⟨

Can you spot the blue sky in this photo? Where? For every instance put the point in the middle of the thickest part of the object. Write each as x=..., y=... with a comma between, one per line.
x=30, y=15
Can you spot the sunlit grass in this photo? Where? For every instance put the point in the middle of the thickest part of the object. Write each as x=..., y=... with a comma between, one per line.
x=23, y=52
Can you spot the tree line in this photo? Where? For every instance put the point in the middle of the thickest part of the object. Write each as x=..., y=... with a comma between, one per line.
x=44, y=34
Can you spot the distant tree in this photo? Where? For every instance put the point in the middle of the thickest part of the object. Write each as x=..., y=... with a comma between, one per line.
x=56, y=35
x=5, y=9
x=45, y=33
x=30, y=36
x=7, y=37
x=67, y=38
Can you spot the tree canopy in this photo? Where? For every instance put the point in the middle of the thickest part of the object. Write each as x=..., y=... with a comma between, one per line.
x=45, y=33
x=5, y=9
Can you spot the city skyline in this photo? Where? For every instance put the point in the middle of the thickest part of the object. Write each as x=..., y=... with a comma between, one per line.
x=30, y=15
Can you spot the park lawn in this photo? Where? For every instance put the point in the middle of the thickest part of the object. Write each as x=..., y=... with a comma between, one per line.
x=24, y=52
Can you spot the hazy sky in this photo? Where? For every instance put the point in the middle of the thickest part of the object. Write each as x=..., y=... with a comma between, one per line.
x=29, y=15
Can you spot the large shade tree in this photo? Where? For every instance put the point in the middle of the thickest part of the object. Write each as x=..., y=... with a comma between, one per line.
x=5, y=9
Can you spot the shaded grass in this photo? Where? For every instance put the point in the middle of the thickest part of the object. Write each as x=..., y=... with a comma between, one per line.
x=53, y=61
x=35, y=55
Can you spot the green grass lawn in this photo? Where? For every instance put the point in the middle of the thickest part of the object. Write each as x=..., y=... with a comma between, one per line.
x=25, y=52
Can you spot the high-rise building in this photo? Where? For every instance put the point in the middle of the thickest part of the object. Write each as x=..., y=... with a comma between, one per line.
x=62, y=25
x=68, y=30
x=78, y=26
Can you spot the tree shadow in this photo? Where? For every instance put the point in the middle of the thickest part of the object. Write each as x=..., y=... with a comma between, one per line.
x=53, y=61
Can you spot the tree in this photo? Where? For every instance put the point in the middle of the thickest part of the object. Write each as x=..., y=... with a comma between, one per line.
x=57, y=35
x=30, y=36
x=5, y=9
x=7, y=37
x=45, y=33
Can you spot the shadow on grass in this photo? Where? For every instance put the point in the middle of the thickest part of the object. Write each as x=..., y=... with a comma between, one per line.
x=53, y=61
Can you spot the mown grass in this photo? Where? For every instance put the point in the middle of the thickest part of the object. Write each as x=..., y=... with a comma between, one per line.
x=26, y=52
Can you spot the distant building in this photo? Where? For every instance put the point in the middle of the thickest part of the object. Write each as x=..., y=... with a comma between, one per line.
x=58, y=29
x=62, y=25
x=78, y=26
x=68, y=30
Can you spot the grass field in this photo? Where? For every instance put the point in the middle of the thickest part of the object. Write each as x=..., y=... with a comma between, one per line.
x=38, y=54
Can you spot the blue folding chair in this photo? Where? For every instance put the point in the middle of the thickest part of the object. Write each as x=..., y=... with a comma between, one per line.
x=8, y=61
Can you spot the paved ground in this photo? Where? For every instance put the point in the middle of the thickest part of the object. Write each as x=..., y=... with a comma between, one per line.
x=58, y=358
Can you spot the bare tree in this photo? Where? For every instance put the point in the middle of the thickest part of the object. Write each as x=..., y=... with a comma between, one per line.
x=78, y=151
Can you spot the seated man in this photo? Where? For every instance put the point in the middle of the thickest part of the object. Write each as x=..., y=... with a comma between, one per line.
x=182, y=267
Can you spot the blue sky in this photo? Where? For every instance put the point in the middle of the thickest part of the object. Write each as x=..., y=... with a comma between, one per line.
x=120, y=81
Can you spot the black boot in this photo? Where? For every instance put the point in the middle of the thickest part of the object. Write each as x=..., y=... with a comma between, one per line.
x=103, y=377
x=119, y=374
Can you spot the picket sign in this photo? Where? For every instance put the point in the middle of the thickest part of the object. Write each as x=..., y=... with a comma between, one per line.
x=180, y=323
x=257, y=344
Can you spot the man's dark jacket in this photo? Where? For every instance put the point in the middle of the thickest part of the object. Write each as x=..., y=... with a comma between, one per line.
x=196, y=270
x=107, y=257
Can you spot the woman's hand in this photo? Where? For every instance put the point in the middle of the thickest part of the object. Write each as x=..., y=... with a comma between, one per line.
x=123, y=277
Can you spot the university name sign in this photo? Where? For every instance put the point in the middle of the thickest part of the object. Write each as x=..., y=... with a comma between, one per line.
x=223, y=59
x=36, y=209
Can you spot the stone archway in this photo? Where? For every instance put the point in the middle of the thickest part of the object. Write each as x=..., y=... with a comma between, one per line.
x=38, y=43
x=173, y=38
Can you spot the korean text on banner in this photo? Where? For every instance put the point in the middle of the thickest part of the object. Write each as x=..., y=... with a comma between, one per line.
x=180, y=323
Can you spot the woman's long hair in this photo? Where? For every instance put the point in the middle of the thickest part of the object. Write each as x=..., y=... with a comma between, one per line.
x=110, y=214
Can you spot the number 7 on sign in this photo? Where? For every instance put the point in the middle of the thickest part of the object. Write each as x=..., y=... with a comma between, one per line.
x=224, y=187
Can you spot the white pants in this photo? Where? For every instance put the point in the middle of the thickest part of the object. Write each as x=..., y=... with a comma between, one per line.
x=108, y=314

⟩

PROBLEM TO SOLVE:
Make an exact copy of the listing, including every line.

TASK RESPONSE:
Can you spot the blue sky in this photo? Where? For every instance put the point in the middle of the thickest part of the object. Write each as x=..., y=... with a comma between, one per line.
x=30, y=15
Can you spot the sunlit grass in this photo? Where? For every instance put the point in the middle of the thickest part of the object. Write each as x=..., y=... with a comma between, one per line.
x=23, y=52
Can you spot the tree line in this photo? Where? For every instance put the point in the middle of the thickest part of the object. Write each as x=..., y=... with a comma between, one per line.
x=44, y=34
Can you spot the distant tree in this photo? Where? For every instance put the point in the middle of the thickest part of the object. Write each as x=..., y=... with a comma between, one per line.
x=56, y=35
x=5, y=9
x=45, y=33
x=30, y=36
x=7, y=37
x=67, y=38
Can you spot the tree canopy in this photo? Where? For every instance put the point in the middle of the thickest part of the object. Write each as x=..., y=... with a comma between, one per line.
x=45, y=33
x=5, y=9
Can you spot the city skyline in this photo? Where? For every instance put the point in the middle of the thickest part of the object. Write each as x=..., y=... with a comma between, one per line.
x=30, y=15
Can you spot the park lawn in this photo? Where? For every instance put the point in the middle of the thickest part of the object. Write each as x=..., y=... with a comma between, one per line.
x=24, y=52
Can you spot the hazy sky in this photo? Where? For every instance put the point in the middle of the thickest part of the object. Write each as x=..., y=... with a comma between, one per line.
x=29, y=15
Can you spot the large shade tree in this photo? Where? For every instance put the point in the middle of the thickest part of the object. Write each as x=..., y=... with a comma between, one per line.
x=5, y=9
Can you spot the shaded grass in this photo? Where? For every instance put the point in the middle of the thickest part of the object. Write each as x=..., y=... with a comma between, one per line.
x=53, y=61
x=35, y=55
Can you spot the green grass lawn in this photo? Where? For every instance put the point in the middle of the thickest part of the object. Write each as x=..., y=... with a comma between, one per line.
x=25, y=52
Can you spot the high-rise building in this photo? Where? For every instance put the point in the middle of the thickest part of the object. Write each as x=..., y=... with a comma between, one per line.
x=62, y=25
x=68, y=30
x=78, y=26
Can you spot the tree shadow in this photo? Where? For every instance put the point in the middle of the thickest part of the object. Write each as x=..., y=... with a comma between, one per line.
x=53, y=61
Can you spot the tree in this photo? Where? For every instance put the point in the middle of the thickest part of the object. Write each as x=..., y=... with a comma between, one per line.
x=57, y=35
x=30, y=36
x=5, y=9
x=7, y=37
x=45, y=33
Can you spot the shadow on grass in this photo? Where? For every instance put the point in the middle of the thickest part of the object. Write each as x=..., y=... with a comma between, one per line.
x=53, y=61
Can you spot the mown grass in this photo? Where? For every instance put the point in the middle of the thickest part of the object. Write each as x=..., y=... with a comma between, one per line.
x=26, y=52
Can you spot the distant building in this photo? Where? For every instance put the point in the middle of the thickest part of the object. Write each as x=..., y=... with a comma between, one per line.
x=58, y=29
x=62, y=25
x=78, y=26
x=68, y=30
Can you spot the grass field in this photo? Where? For every instance put the point in the middle of the thickest part of the object. Write each as x=..., y=... with a comma between, one per line.
x=38, y=54
Can you spot the blue folding chair in this photo? Where? For every instance put the point in the middle of the thickest part of the object. Write each as x=..., y=... with a comma between, one per line.
x=8, y=61
Can you spot the paved ground in this photo? Where? For every instance put the point in the middle of the thickest part of the object. Write each as x=..., y=... with a comma between, one per line.
x=58, y=358
Can you spot the bare tree in this photo? Where? For every instance put the point in the middle of the thickest part of the object. Write each as x=..., y=... with a comma between, one per line.
x=78, y=151
Can you spot the seated man in this photo? Where? For every instance put the point in the middle of the thickest part of the object. Write each as x=..., y=... with a comma between, one per line.
x=182, y=267
Can you spot the blue sky in this photo? Where? For every instance put the point in the middle of the thickest part of the object. Write each as x=..., y=... with a comma between, one per line.
x=120, y=81
Can you spot the black boot in this photo? Where? For every instance put the point in the middle of the thickest part of the object. Write each as x=..., y=... with a comma between, one per line.
x=103, y=377
x=119, y=374
Can you spot the picket sign in this photo? Where? For every instance put the point in the middle of the thickest part of the object. Write each as x=..., y=... with a comma between, one per line.
x=180, y=323
x=257, y=344
Can you spot the man's dark jacket in this photo? Where? For every instance put the point in the middle of the thickest part of the object. Write each as x=..., y=... with a comma between, one per line.
x=196, y=270
x=107, y=257
Can you spot the woman's hand in this photo? Where? For every instance put the point in the middle of the thickest part of the object. Write each as x=..., y=... with a comma between, one per line.
x=123, y=277
Can you spot the university name sign in this photo? Where? For every instance put the point in the middle of the thickest part of the object. Write each as x=..., y=... with a comma between, one per line.
x=223, y=59
x=36, y=209
Can you spot the stone archway in this photo? Where? For every instance put the point in the middle of the thickest part of the object. Write each as x=..., y=... with a comma between, one per line.
x=38, y=43
x=173, y=38
Can you spot the korean text on banner in this photo? Where? For every instance put the point in the middle of the thickest part of the object. Write each as x=..., y=... with a comma between, one per line.
x=180, y=323
Can you spot the woman's long hair in this photo? Where? For every instance put the point in the middle of the thickest part of the object. Write each as x=..., y=... with a comma between, one per line.
x=110, y=214
Can you spot the number 7 on sign in this photo? Where? For every instance put the point in the middle of the thickest part of the object. Write each as x=..., y=... with a comma between, one per line.
x=224, y=187
Can you spot the white pants in this photo? Where? For every instance put the point in the middle of the thickest part of the object. Write each as x=..., y=... with a comma between, one per line.
x=108, y=314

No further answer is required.